## Work to complete:
Please edit the material from the line with "TARGET = ocean" through the end, replacing "instance" with "object" and leaving everything else unchanged. Give back only those lines.

====== Material for this exercise ======

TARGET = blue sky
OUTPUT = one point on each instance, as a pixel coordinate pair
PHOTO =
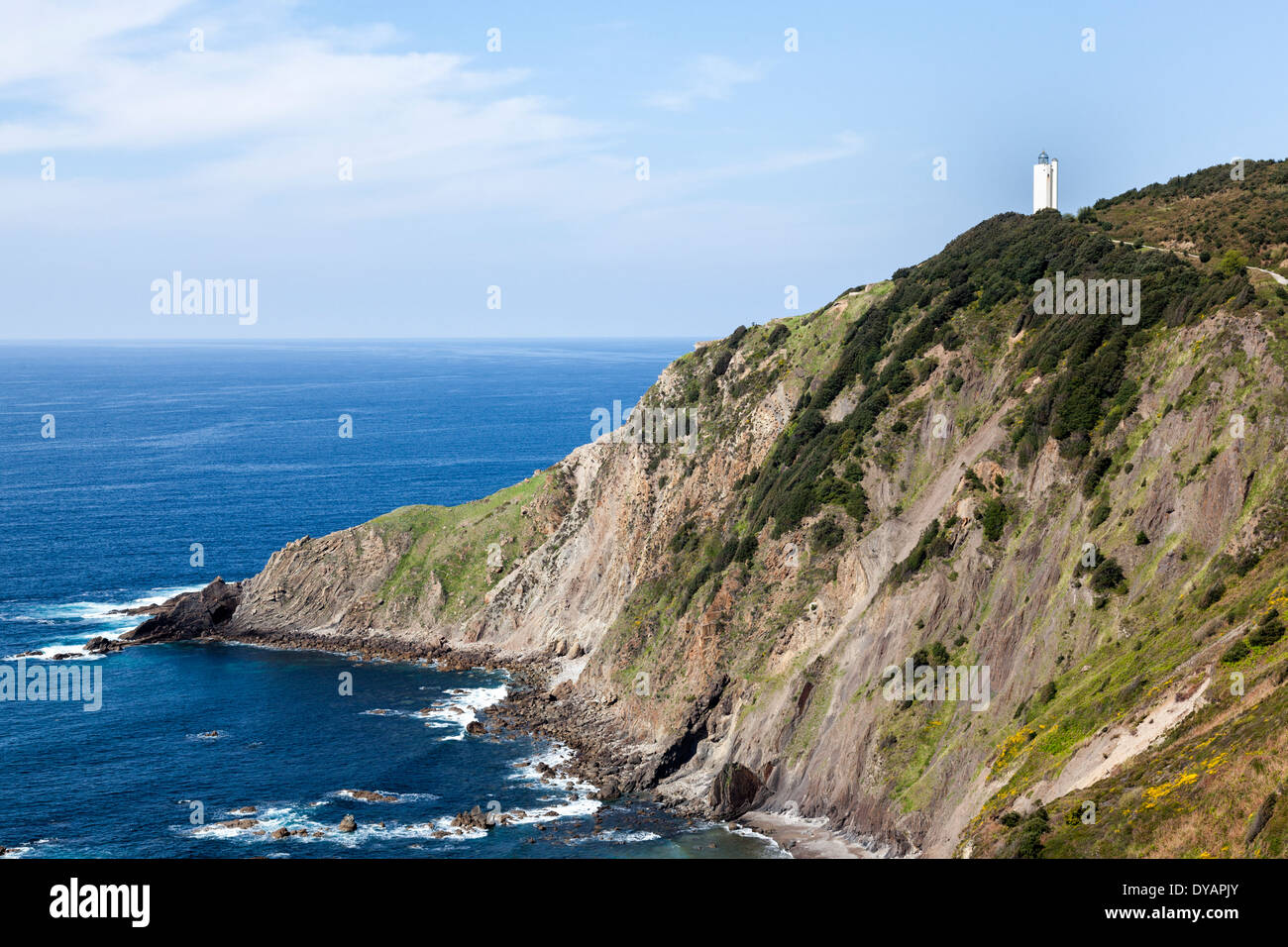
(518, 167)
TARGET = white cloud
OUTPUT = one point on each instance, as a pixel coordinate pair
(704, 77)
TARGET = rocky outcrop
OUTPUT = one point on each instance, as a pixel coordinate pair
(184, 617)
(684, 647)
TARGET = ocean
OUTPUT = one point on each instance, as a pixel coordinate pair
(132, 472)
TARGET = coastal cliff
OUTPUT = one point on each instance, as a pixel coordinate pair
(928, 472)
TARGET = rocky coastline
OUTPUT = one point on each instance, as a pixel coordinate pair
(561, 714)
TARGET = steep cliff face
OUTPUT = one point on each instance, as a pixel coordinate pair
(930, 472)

======

## Task result:
TARGET = ocean
OUTPUT = one point on each object, as a pixel coordinate pair
(132, 472)
TARGET = coastal cliff
OUTPUT = one point on each object, as a pixel coordinate pair
(928, 472)
TARGET = rocky coastline
OUTPUT = one point on each object, as a pixel coordinate pair
(561, 714)
TARGET = steep cliff face
OUTPUT = one point on each object, as a pixel coordinate pair
(930, 472)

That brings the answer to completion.